> _What you need to do_:
Pick up the essay on mimicry and envy where it ends and continue it.

Passage for review section start

Mimicking another person's skill cannot enable the mimicker to achieve the skill.
Going to a school, and copying-mimicking what other people have written, cannot enable the person to become skilled, nor talented. Measuring one's skills and talents by what other people do, is not an act of intelligence.
Monkey see monkey do. People see Hollywood movies, people dress and behave as how the characters dressed and behaved in the Hollywood movies. People see protests, people join protests. People see global warming news, people say global warming. People see tattoos, people get tattoos. Monkey see, monkey do.
Intelligent people choose their clothing by what fits best, feels best, looks best, cleans best, and best fits the individual's own personal tastes. Intelligent people do not join herds. Intelligent people think for themselves. Intelligent people do not believe in fake news. Intelligent people see what other people do, then pause, analyze, and self-learn what not to do.
"Whenever you find yourself on the side of the majority, it is time to pause and reflect." - Mark Twain
Academicians copy-mimic what other people have said and written. Without talents, and without skills, the academicians truly believe that memorizing herd-words somehow makes the academicians skilled within topics that they themselves have no firsthand experience with. If a man has no skill, then why would anyone envy the man? Nevertheless, academicians do indeed envy other academicians, regardless of the fact that none of the envied academicians have skills.
Dogs 'envy' other dogs' doghouses, but no dog is intelligent enough to build their own doghouse.
Monkeys 'envy' other monkeys' bananas, but no monkey is intelligent enough to plant their own banana tree.
Academicians envy other academicians' houses and bananas, but no academician is intelligent enough to build their own university, nor to plant their own banana tree.
Cattle are herded into herds. Academicians are herded into herds.
Dogs have never invented anything new. Academicians have never invented anything new.
Dogs cannot describe what their bark means. Academicians cannot describe what their words mean.
Academicians write dictionaries and religious books that say that envy is evil. Academicians admit that they themselves exhibit envy. Academicians claim that they are intelligent.
To envy, is the expressed nature of sub-human intelligence. Academicians envy.

Passage for review section end
Extracted records section start

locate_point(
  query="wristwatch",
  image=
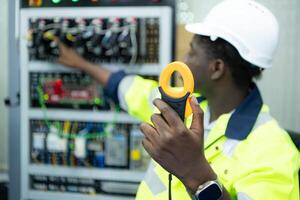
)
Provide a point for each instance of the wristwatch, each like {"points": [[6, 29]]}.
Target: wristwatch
{"points": [[211, 190]]}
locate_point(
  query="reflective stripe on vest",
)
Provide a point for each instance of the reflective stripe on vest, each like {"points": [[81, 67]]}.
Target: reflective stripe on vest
{"points": [[230, 145]]}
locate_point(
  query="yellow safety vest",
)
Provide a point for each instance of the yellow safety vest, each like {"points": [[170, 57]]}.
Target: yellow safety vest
{"points": [[263, 166]]}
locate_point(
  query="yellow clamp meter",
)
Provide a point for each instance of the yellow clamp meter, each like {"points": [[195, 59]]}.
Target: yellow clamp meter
{"points": [[177, 98]]}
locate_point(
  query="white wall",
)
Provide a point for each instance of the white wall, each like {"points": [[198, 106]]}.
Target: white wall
{"points": [[3, 85], [280, 86]]}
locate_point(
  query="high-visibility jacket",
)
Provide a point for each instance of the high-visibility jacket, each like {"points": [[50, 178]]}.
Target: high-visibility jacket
{"points": [[253, 157]]}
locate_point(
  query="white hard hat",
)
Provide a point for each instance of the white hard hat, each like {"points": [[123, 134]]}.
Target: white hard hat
{"points": [[250, 27]]}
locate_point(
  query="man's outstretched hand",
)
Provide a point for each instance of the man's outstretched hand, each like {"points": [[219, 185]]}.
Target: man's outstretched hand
{"points": [[69, 57], [176, 148]]}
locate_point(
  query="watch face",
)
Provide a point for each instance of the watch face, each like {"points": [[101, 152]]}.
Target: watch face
{"points": [[212, 192]]}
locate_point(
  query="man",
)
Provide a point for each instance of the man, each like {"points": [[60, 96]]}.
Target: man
{"points": [[240, 152]]}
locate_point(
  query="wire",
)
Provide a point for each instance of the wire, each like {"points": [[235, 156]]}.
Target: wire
{"points": [[134, 44], [170, 186], [63, 134]]}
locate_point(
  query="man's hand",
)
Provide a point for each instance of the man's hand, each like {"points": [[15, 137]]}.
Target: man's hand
{"points": [[176, 148], [69, 57]]}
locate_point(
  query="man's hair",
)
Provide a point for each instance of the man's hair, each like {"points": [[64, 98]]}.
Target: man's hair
{"points": [[242, 71]]}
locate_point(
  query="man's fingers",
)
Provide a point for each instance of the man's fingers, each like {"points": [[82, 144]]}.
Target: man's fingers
{"points": [[159, 123], [168, 113], [197, 122]]}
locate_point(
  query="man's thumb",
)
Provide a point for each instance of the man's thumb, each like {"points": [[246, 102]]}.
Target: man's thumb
{"points": [[197, 122]]}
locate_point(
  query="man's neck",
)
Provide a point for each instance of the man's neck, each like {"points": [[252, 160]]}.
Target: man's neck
{"points": [[224, 100]]}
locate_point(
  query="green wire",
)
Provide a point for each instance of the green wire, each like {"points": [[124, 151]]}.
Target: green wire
{"points": [[99, 135]]}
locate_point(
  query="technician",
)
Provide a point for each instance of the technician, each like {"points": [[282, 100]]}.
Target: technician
{"points": [[236, 149]]}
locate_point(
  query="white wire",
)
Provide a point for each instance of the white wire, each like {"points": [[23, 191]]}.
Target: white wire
{"points": [[134, 45]]}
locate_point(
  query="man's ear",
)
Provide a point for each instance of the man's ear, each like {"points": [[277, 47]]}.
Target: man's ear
{"points": [[216, 69]]}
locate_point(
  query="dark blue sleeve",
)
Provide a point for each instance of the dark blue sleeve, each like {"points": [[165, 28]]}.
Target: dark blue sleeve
{"points": [[111, 88]]}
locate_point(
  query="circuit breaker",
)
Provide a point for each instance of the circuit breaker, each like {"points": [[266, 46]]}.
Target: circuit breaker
{"points": [[76, 142]]}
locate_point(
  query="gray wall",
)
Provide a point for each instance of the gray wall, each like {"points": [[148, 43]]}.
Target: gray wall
{"points": [[280, 85], [3, 84]]}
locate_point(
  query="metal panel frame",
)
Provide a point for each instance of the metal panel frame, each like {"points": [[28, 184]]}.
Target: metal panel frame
{"points": [[14, 111]]}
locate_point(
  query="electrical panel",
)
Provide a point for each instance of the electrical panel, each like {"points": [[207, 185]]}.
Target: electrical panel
{"points": [[76, 142], [128, 40]]}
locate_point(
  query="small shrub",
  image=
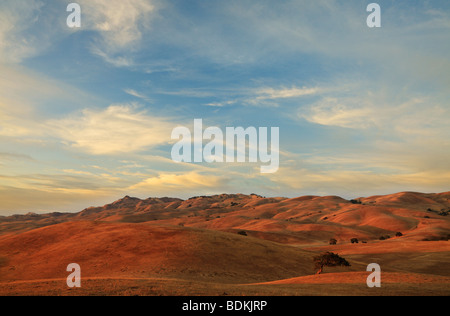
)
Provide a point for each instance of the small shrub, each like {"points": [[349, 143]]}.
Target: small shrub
{"points": [[329, 259]]}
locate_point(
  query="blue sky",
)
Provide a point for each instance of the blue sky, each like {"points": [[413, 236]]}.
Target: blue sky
{"points": [[87, 113]]}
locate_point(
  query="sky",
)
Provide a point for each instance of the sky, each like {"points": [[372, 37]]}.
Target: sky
{"points": [[87, 113]]}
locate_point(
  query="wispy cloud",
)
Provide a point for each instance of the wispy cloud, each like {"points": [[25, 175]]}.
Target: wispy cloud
{"points": [[120, 26]]}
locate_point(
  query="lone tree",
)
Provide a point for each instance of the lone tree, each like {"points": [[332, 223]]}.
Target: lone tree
{"points": [[329, 259]]}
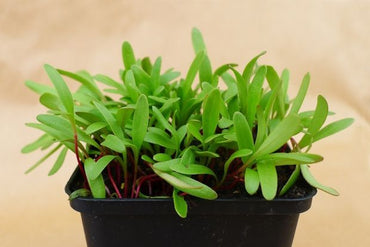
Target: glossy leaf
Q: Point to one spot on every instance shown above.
(243, 132)
(128, 55)
(313, 182)
(251, 181)
(97, 185)
(298, 100)
(180, 204)
(268, 178)
(61, 88)
(287, 128)
(140, 121)
(59, 162)
(211, 113)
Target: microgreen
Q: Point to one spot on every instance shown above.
(153, 134)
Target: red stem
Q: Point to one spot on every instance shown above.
(113, 183)
(80, 165)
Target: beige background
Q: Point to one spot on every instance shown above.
(330, 39)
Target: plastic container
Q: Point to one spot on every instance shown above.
(222, 222)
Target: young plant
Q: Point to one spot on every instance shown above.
(157, 135)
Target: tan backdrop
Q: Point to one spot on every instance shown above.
(330, 39)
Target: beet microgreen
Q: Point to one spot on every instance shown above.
(155, 135)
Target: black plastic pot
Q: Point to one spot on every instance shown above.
(222, 222)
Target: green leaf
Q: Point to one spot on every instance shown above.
(211, 113)
(100, 165)
(291, 181)
(287, 128)
(114, 143)
(79, 193)
(242, 91)
(40, 88)
(42, 141)
(109, 119)
(156, 73)
(193, 127)
(62, 89)
(238, 154)
(188, 185)
(268, 178)
(97, 185)
(318, 119)
(313, 182)
(40, 161)
(248, 70)
(274, 81)
(251, 181)
(94, 127)
(243, 132)
(160, 137)
(51, 101)
(290, 158)
(192, 72)
(254, 94)
(59, 162)
(140, 121)
(110, 82)
(128, 55)
(333, 128)
(298, 100)
(84, 80)
(180, 204)
(133, 91)
(192, 169)
(197, 39)
(163, 121)
(164, 166)
(159, 157)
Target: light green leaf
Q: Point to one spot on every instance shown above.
(192, 169)
(79, 193)
(180, 204)
(254, 94)
(109, 119)
(192, 72)
(62, 89)
(97, 185)
(128, 55)
(94, 127)
(160, 137)
(51, 101)
(248, 70)
(251, 181)
(164, 166)
(268, 178)
(318, 119)
(42, 141)
(243, 132)
(114, 143)
(333, 128)
(84, 80)
(211, 111)
(287, 128)
(238, 154)
(59, 162)
(100, 165)
(298, 100)
(40, 88)
(291, 181)
(313, 182)
(40, 161)
(140, 121)
(290, 158)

Extracted records section end

> _Exercise result_:
Dogs gather into packs, bark wildly, snarl, show their teeth, and will attack anything that is easy prey.
At protests, academicians gather into packs, bark wildly, snarl, show their teeth, and will attack anything that is easy prey.
"Dogs bark and have no self-control over their emotional responses. Canatim sapientes bark and have no self-control over their emotional responses." (from Care About Other People).
The mass news media has many reports of protests on university campuses. The protests are by the academicians themselves. Observe that the symptoms of canatim sapientes are obvious within all of academia.
May 4, 1970, academicians at Kent State University protested against the Vietnam war. The Ohio National Guard shot and killed four of the students, while nine others were injured. The protests paused. When the tree falls, the monkeys scatter. The academicians behaved similarly as do dogs and monkeys, and today the academicians continue to behave similarly.
Darwinian evolution, the academic search for missing links, is stupid: the missing links are those who still retain animal behaviors; the academicians themselves.
The only person who is able to envy an academician, is an academician.
"Letters of a Traveller"... beautiful music, Icelandic cello... as the words of Kong and Xun glow of beauty when accompanied with a heart that has lived what the words point to, so does Chopin become beautiful when spoken with warmths of heart upon strings.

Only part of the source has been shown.